出典 —
ゴムロールの製造方法
【課題】耐久性及び表面性に優れたゴムロールの製造方法を提供することを課題とする。
【解決手段】芯金の外周に弾性層を具備するゴムロールの製造方法であって、前記芯金の外周にハロゲンを有さないゴム基材を含むゴム組成物を硬化させて弾性体を成形する工程と、前記弾性体の軸方向端部を加工する工程と、加工された弾性体を具備する前記芯金をめっき処理する工程と、めっき処理後に前記弾性体の表面を研磨して弾性層とする工程とを具備する。
【解決手段】芯金の外周に弾性層を具備するゴムロールの製造方法であって、前記芯金の外周にハロゲンを有さないゴム基材を含むゴム組成物を硬化させて弾性体を成形する工程と、前記弾性体の軸方向端部を加工する工程と、加工された弾性体を具備する前記芯金をめっき処理する工程と、めっき処理後に前記弾性体の表面を研磨して弾性層とする工程とを具備する。

課題 1 — 出典のゴムロールの製造方法には、どのような工程がどの順で含まれていますか。すべて挙げてください。
課題 2 — 出典によると、弾性体の成形に使うゴム組成物には、どのようなゴム基材が含まれますか。

提示データ —
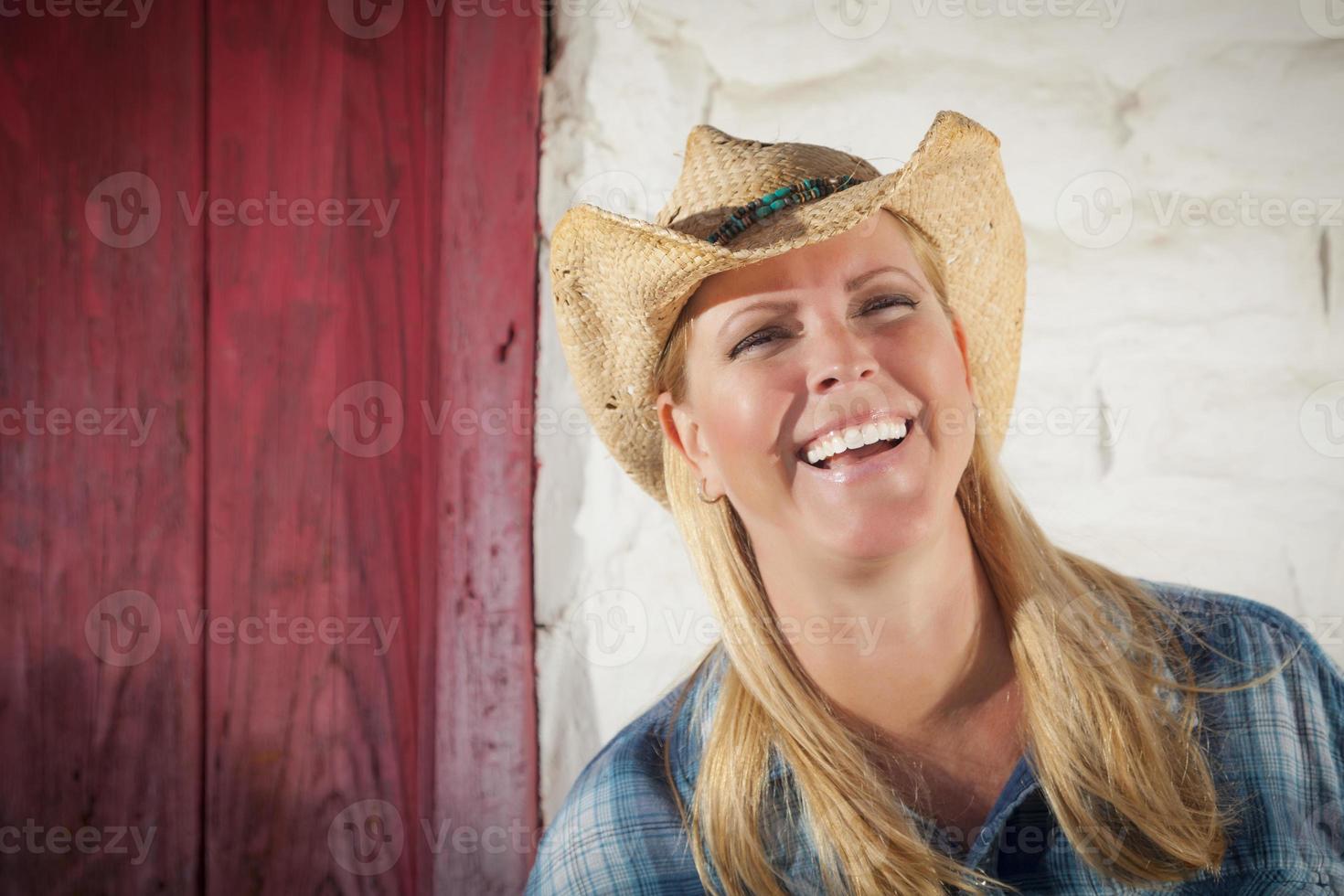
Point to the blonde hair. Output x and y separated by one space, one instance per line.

解答 1 —
1. 芯金の外周に、ハロゲンを有さないゴム基材を含むゴム組成物を硬化させて弾性体を成形する工程
2. 弾性体の軸方向端部を加工する工程
3. 加工された弾性体を具備する芯金をめっき処理する工程
4. めっき処理後に弾性体の表面を研磨して弾性層とする工程

解答 2 — ハロゲンを有さないゴム基材です。